| Task description |
Copy the items word for word, from the first line of the items through the line containing "175], [170, 176]]", including both ends.
=====
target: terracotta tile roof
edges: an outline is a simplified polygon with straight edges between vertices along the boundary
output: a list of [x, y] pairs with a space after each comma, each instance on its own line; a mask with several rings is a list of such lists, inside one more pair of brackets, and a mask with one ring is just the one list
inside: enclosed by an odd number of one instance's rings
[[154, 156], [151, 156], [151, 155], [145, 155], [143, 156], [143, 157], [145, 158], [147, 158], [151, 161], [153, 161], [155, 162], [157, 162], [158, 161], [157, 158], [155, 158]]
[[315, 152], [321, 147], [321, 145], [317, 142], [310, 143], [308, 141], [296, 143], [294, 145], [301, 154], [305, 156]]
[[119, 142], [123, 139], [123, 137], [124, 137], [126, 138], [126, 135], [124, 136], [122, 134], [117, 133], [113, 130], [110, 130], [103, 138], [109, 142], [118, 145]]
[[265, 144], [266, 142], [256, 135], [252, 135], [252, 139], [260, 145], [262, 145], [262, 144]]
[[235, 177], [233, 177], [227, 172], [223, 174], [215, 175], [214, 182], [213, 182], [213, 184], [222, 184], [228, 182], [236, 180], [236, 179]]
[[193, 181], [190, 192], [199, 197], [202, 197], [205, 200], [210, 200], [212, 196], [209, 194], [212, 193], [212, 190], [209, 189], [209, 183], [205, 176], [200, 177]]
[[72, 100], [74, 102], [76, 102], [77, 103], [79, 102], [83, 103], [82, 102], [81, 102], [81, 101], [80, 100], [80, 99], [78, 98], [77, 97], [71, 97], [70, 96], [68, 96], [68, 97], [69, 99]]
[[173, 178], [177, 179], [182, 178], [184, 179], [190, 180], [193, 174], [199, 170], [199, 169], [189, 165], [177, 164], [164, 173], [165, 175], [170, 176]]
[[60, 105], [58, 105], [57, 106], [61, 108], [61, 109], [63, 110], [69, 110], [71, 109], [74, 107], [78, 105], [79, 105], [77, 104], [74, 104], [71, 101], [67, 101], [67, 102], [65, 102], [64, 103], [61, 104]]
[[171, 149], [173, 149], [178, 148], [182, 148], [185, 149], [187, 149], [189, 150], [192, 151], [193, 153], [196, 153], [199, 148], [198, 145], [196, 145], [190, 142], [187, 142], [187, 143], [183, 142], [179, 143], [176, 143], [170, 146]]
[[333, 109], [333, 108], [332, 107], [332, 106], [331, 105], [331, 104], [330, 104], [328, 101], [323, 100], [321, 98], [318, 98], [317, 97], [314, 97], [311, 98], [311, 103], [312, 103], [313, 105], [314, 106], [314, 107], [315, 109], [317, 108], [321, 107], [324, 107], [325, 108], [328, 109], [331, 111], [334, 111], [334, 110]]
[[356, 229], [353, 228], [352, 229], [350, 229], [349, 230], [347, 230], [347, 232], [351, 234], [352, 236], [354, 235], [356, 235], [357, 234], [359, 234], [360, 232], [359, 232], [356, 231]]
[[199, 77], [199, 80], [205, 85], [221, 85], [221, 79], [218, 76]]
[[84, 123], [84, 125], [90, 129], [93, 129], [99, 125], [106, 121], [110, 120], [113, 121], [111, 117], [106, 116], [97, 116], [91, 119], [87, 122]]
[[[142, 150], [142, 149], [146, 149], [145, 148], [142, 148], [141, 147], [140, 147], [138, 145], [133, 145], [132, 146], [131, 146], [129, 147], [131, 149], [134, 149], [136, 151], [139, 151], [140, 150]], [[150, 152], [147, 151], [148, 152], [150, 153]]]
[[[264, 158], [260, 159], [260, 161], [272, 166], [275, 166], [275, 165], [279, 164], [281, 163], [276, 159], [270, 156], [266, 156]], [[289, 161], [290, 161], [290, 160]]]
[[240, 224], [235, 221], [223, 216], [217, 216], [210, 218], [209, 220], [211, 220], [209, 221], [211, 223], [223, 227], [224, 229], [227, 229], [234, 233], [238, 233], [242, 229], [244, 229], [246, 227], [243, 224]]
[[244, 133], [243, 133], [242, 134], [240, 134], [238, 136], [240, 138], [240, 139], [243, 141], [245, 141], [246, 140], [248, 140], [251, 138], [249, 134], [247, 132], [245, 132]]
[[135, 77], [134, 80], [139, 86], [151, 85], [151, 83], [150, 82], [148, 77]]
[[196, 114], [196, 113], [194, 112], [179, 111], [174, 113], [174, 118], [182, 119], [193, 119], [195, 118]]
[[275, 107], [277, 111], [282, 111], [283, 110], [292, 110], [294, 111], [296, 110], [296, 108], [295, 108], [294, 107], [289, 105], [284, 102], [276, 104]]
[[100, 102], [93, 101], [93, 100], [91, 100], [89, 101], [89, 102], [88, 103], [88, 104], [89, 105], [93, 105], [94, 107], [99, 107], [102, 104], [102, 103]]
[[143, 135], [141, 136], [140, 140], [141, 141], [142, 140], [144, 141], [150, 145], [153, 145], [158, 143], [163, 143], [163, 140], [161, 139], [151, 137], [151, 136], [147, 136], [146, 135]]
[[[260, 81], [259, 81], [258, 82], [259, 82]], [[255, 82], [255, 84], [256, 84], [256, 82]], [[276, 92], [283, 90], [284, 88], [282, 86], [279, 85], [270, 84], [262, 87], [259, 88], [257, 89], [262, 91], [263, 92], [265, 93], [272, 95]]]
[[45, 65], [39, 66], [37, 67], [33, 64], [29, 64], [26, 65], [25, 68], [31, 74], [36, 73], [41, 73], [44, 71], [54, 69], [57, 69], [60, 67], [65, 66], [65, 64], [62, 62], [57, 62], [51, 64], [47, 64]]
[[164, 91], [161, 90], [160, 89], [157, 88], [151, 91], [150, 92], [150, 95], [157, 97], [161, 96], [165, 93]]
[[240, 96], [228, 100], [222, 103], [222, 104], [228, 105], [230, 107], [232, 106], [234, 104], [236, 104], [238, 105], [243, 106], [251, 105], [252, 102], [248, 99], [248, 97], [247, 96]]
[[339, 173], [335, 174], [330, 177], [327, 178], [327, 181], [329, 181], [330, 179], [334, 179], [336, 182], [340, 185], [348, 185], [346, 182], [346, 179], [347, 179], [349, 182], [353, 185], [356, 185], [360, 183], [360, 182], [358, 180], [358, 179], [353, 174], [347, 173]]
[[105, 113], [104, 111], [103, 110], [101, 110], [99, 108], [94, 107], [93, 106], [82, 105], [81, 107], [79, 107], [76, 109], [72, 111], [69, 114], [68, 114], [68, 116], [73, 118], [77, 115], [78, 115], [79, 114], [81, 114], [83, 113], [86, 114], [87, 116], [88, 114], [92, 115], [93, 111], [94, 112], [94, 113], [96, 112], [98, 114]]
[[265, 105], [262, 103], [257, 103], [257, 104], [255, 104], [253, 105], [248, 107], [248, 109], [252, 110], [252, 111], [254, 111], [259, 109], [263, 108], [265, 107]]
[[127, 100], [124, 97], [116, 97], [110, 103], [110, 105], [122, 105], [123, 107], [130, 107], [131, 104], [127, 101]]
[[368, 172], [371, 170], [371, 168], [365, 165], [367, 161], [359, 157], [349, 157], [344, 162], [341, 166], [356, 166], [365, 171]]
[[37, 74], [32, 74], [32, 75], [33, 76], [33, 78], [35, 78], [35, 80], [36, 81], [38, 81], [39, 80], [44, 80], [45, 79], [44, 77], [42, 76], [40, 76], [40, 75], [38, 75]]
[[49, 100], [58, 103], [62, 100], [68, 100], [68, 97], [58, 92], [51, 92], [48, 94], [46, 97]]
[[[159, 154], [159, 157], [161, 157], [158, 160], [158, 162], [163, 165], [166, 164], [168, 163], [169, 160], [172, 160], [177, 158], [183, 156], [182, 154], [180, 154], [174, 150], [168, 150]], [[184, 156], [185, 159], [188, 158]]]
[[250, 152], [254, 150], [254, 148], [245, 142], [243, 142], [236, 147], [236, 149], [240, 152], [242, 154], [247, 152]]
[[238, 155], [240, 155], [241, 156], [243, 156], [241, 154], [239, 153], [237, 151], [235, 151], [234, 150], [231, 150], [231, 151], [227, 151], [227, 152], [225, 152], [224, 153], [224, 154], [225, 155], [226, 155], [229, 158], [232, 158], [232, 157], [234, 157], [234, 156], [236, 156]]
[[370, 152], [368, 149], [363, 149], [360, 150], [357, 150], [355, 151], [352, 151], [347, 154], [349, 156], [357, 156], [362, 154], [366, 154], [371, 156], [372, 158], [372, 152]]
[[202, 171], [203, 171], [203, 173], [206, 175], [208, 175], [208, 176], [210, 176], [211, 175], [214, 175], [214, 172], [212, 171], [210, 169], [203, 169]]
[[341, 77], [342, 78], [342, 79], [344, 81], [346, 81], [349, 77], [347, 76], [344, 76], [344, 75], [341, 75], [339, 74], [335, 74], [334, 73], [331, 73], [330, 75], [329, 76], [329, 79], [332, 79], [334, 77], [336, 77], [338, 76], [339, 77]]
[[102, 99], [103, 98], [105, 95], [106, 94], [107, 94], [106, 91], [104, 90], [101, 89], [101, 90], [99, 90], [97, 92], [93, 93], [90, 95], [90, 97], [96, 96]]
=====
| Result |
target: terracotta tile roof
edges: an outline is a simplified polygon with straight edges between vertices along the boundary
output: a list of [x, y] pairs with a space after each comma, each instance on its own line; a mask with several rings is a list of such lists, inside one more pair of brackets, and a mask with one ring is just the one list
inside: enclosed by an odd number of one instance's rings
[[154, 156], [151, 156], [151, 155], [145, 155], [143, 156], [143, 157], [145, 158], [147, 158], [151, 161], [153, 161], [155, 162], [157, 162], [158, 161], [157, 158], [155, 158]]
[[315, 152], [321, 147], [321, 145], [317, 142], [310, 143], [308, 141], [296, 143], [294, 145], [301, 154], [305, 156]]
[[119, 142], [123, 139], [123, 137], [124, 137], [126, 138], [126, 135], [124, 136], [122, 134], [117, 133], [113, 130], [110, 130], [103, 138], [109, 142], [118, 145]]
[[265, 144], [266, 142], [256, 135], [252, 135], [252, 139], [260, 145], [262, 145], [262, 144]]
[[235, 177], [233, 177], [227, 172], [223, 174], [215, 175], [214, 182], [213, 182], [213, 184], [222, 184], [228, 182], [236, 180], [236, 179]]
[[193, 181], [190, 192], [199, 197], [202, 197], [205, 200], [210, 200], [212, 196], [209, 194], [212, 193], [212, 190], [209, 189], [209, 183], [205, 176], [200, 177]]
[[72, 100], [74, 102], [76, 102], [77, 103], [79, 102], [83, 103], [82, 102], [81, 102], [81, 101], [80, 100], [80, 99], [78, 98], [77, 97], [71, 97], [70, 96], [68, 96], [68, 97], [69, 99]]
[[173, 178], [177, 179], [182, 178], [184, 179], [190, 180], [193, 174], [199, 170], [199, 169], [189, 165], [177, 164], [164, 173], [165, 175], [170, 176]]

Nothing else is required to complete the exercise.